Supplied data:
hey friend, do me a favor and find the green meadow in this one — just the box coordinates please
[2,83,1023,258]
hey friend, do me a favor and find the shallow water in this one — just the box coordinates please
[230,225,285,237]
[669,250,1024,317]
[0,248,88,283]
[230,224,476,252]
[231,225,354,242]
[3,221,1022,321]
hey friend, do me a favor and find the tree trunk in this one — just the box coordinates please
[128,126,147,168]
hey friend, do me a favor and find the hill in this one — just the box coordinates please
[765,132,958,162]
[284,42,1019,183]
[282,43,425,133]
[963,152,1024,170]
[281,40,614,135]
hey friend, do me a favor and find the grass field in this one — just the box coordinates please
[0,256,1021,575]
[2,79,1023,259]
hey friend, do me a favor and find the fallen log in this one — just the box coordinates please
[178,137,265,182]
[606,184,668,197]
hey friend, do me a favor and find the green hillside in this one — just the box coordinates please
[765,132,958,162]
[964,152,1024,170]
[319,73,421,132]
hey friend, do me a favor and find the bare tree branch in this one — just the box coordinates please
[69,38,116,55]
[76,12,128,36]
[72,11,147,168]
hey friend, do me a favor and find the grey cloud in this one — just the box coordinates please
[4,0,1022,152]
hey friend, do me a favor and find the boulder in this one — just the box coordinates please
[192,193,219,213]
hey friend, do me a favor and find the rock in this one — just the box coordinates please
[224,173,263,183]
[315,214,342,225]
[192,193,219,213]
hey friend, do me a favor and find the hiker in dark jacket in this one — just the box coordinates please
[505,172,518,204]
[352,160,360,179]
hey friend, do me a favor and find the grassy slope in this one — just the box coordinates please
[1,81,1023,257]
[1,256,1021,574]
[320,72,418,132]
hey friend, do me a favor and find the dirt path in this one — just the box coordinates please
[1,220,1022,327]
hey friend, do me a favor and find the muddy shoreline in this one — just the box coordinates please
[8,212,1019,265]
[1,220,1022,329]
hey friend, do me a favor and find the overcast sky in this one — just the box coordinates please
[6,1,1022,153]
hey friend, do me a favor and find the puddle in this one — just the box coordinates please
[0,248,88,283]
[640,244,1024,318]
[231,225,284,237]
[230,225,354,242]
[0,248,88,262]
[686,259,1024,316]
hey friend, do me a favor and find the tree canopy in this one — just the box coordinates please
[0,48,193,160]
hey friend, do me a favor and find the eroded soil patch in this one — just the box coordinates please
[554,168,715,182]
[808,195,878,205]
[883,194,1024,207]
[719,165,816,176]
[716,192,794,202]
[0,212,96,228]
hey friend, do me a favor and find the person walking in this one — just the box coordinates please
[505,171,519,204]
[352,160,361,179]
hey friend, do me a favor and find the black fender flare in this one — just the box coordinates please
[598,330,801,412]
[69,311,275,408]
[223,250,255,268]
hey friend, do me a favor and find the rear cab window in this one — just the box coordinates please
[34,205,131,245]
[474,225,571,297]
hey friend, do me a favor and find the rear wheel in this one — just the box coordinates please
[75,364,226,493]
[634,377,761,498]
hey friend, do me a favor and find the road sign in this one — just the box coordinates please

Exercise objective: Write the records above out again precisely.

Written response:
hey friend, do me a favor and find the green meadow in this one — just the box coordinates please
[2,83,1023,258]
hey friend, do me a favor and find the shallow water in this one — just the box coordinates please
[230,225,285,237]
[669,250,1024,317]
[0,248,88,283]
[230,224,476,252]
[231,225,354,242]
[3,221,1022,321]
hey friend, do me a favor and find the tree trunk in this one — just the box coordinates please
[128,126,147,168]
hey friend, do me a favor and find the hill in this one — just the box coordinates please
[765,132,958,162]
[284,42,1019,183]
[282,43,425,133]
[963,152,1024,170]
[281,40,614,135]
hey friend, do me a favor and find the grass field in this one — just the box coordinates please
[0,256,1021,575]
[2,79,1023,259]
hey friend, do me a favor and find the fallen log in this one — just the box coordinates please
[178,137,265,182]
[606,184,668,197]
hey friend, do me a favor and find the green hillside in this one — just the box coordinates please
[765,132,958,162]
[964,152,1024,170]
[319,73,421,132]
hey friend, do me a favor and find the bare tree branch in this one — just the box coordinates please
[69,38,116,55]
[76,12,128,36]
[72,11,147,168]
hey friend, do me a favor and find the grey cloud in this one — just the box coordinates please
[4,0,1022,152]
hey friend, do me a favor and find the boulder in this one — just the box coordinates please
[192,193,219,213]
hey friend, do me a favor and find the rock in this one — just the box coordinates please
[224,173,263,183]
[315,214,342,225]
[192,193,219,213]
hey friend, do me a favor and find the hiker in dark jacket in this one — just the box coordinates please
[505,172,518,204]
[352,160,360,179]
hey friend, do me a favor and find the grassy slope in this one — just the box coordinates please
[1,81,1023,257]
[1,256,1021,574]
[320,72,418,132]
hey friend, do me a favor and find the dirt path in this one — just the box coordinates please
[1,220,1022,327]
hey friend, do me a favor and find the muddy shoreline in this one — just the box coordinates please
[8,212,1019,265]
[1,220,1022,329]
hey friend, do me a favor and find the overcast sky in this one — just the box coordinates please
[6,1,1022,153]
hey friend, do me a favor and find the puddle in this one — just the box coordinates please
[0,248,88,283]
[640,244,1024,318]
[231,225,284,237]
[230,225,354,242]
[0,248,88,262]
[686,259,1024,316]
hey friend, do me a favor and find the tree canopy in this one — just the box coordinates please
[0,48,193,160]
hey friend, do me a favor and find the eroded soil patch in this one — just the box coordinates please
[554,168,715,182]
[808,195,878,205]
[883,194,1024,207]
[719,165,816,176]
[716,192,794,202]
[0,212,96,228]
hey friend, do me a favor and find the person walking in this one — just the box coordinates please
[505,171,519,204]
[352,160,361,179]
hey friend, do me a favor and find the black fender flare in this one — just the box coordinates please
[598,330,801,412]
[69,311,275,408]
[223,250,255,268]
hey friend, do me a favor and find the rear cab window in this one — just the box coordinates please
[34,205,131,245]
[474,225,571,297]
hey friend, do me a favor and find the rear wheel in this one — just the box coordinates please
[75,364,226,493]
[634,377,761,498]
hey friend, do me a favor and find the road sign in this one — just the box coordinates please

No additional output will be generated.